WHAT IS BEING ASKED: Exactly the lines from the one containing "Please point out the woman's" through the final line of the listing are to be retyped, and nothing more.

INPUT DATA:
--- START ---

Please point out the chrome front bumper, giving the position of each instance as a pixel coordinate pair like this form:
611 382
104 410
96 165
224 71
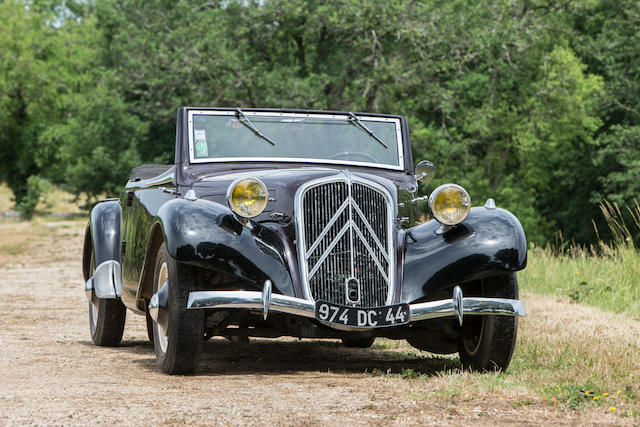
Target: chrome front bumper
265 301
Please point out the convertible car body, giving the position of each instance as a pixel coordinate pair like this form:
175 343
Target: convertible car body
301 223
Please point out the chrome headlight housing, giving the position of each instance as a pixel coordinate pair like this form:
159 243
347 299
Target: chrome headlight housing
247 197
450 204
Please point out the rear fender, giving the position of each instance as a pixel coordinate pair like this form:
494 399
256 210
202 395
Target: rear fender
488 242
104 232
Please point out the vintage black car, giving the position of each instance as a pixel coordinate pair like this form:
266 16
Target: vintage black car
301 223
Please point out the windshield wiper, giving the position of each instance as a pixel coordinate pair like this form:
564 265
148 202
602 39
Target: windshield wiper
354 119
245 121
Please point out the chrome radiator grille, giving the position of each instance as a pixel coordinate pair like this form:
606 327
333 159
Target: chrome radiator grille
345 242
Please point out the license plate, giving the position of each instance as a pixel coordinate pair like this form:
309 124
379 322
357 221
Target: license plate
375 317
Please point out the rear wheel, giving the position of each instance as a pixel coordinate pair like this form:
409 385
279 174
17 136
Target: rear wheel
486 342
178 346
106 317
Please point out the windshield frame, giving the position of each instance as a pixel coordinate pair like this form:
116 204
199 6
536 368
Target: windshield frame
301 115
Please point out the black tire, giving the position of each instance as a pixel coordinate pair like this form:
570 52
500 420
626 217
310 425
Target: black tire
179 351
486 342
358 342
106 318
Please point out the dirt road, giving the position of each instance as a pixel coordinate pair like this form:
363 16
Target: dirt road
50 372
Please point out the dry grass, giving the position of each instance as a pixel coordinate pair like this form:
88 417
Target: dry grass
567 355
30 241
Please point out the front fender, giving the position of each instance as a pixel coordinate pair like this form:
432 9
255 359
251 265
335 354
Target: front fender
206 234
487 242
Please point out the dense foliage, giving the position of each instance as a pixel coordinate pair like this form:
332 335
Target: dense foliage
533 102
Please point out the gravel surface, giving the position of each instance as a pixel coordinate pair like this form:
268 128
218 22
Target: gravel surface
51 373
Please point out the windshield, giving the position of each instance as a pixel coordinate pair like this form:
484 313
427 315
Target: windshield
316 138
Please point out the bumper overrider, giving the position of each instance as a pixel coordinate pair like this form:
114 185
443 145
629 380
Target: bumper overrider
458 306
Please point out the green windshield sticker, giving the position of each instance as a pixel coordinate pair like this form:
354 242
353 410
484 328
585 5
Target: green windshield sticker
200 135
201 149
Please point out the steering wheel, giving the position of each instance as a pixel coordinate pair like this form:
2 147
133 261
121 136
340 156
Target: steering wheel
349 155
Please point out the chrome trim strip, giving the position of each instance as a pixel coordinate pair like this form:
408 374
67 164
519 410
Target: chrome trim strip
250 300
107 280
349 179
258 301
333 244
374 257
396 121
474 305
327 228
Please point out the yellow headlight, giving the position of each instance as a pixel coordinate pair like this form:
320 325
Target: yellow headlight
247 197
450 204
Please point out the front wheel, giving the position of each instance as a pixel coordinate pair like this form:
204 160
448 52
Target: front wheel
486 342
178 345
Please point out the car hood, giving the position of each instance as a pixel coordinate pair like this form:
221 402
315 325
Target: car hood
282 185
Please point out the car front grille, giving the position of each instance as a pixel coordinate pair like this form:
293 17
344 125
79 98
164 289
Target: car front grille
345 241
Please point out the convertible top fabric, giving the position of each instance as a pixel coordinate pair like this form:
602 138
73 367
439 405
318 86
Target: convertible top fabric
148 171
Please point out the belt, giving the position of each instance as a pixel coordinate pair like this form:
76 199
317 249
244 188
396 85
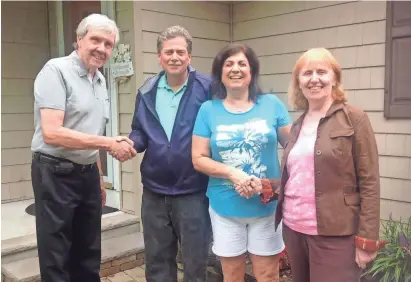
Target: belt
44 158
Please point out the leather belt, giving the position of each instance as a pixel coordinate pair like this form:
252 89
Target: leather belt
44 158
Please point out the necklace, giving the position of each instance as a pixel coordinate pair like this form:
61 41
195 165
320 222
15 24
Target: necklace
238 109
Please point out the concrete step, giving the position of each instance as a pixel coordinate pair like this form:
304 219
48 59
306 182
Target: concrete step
112 225
118 254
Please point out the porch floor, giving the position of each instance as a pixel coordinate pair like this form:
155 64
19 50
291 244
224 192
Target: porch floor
15 222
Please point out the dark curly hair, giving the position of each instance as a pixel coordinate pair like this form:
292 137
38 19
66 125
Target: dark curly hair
231 49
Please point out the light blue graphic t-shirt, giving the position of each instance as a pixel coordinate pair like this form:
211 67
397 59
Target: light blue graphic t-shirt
247 141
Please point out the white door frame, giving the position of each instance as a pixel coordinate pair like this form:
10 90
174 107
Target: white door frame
113 166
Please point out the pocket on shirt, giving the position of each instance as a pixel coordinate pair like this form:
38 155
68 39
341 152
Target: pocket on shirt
341 141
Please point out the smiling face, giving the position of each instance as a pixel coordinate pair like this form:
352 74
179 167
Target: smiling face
236 72
316 80
96 47
174 57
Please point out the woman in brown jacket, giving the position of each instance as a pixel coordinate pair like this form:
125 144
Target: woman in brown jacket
329 192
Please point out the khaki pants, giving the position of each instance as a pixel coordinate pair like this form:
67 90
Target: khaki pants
321 258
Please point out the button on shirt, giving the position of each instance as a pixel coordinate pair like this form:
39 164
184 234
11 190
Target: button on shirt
167 102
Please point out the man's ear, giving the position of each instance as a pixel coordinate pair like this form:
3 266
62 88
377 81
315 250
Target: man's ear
78 41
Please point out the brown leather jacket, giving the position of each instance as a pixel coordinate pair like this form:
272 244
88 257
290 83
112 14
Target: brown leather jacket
347 189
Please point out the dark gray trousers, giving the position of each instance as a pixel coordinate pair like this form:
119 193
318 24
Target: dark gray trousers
68 221
168 220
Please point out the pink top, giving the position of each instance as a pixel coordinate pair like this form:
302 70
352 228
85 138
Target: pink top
299 210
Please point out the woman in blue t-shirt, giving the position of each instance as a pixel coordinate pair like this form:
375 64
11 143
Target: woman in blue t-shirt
234 140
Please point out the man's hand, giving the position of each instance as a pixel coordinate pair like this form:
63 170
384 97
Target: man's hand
249 187
102 191
122 148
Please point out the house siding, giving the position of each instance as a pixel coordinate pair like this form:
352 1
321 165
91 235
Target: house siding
140 24
25 49
354 32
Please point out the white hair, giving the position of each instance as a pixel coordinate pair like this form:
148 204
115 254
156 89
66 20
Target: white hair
100 22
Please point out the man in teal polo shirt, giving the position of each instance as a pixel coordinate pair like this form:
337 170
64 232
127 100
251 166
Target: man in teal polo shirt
167 102
174 206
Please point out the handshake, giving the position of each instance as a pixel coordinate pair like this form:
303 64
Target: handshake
122 148
244 184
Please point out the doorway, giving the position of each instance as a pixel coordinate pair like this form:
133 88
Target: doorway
72 14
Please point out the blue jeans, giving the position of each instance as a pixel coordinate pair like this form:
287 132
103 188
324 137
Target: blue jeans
168 220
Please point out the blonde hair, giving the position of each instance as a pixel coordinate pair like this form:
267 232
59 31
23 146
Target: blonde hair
296 96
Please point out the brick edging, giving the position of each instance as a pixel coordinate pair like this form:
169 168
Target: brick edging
118 265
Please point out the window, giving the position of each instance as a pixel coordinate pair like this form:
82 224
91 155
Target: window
397 103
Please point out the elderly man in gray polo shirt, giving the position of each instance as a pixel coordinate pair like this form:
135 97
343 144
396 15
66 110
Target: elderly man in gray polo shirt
71 111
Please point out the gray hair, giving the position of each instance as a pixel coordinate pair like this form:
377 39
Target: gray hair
99 22
173 32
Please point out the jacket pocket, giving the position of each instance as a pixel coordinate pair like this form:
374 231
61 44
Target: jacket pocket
345 132
352 199
341 143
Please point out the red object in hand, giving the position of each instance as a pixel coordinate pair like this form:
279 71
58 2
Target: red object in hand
284 262
369 245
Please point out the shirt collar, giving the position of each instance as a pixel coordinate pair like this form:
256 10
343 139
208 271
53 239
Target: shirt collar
163 84
81 68
335 106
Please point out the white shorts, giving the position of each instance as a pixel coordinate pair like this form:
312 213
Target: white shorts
235 236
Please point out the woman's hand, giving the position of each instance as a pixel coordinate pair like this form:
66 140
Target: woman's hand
362 258
241 182
252 185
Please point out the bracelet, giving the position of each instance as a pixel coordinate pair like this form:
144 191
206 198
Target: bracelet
369 245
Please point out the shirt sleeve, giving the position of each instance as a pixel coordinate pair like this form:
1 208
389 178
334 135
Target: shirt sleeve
283 117
202 124
49 89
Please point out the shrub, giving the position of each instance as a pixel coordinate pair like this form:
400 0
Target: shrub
393 262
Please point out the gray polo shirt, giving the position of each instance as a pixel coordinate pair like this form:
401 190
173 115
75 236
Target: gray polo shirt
65 84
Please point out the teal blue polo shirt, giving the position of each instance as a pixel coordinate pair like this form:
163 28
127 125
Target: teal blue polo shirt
167 102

--- END ---

EXERCISE ANSWER:
Please point out the woman's hand, giving the position of each instance as a pixel coordinate pair like this form:
66 140
Target: woman's hand
362 258
241 182
252 185
Please point out the bracelet, giving the position of each instance as a pixel coordinate pair like this form:
144 191
206 198
Target: bracelet
369 245
Please point out the shirt sleeve, giving the position of each instance as a pixel coordinate pair like this form:
1 208
389 178
334 135
Target: shirt sleeve
283 117
202 124
49 89
Please point out the shrub, giving the position of each instance as a pixel coordinate pair like this form:
400 0
Target: shrub
393 262
Please point out the gray polo shirt, giving the position of each instance as a pixel coordinate pair like this form:
401 190
173 115
75 236
Target: gray polo shirt
65 84
Please point out the teal blue polo shirt, giving the position of each instance as a pixel coordinate pair like this form:
163 28
127 125
Target: teal blue polo shirt
167 102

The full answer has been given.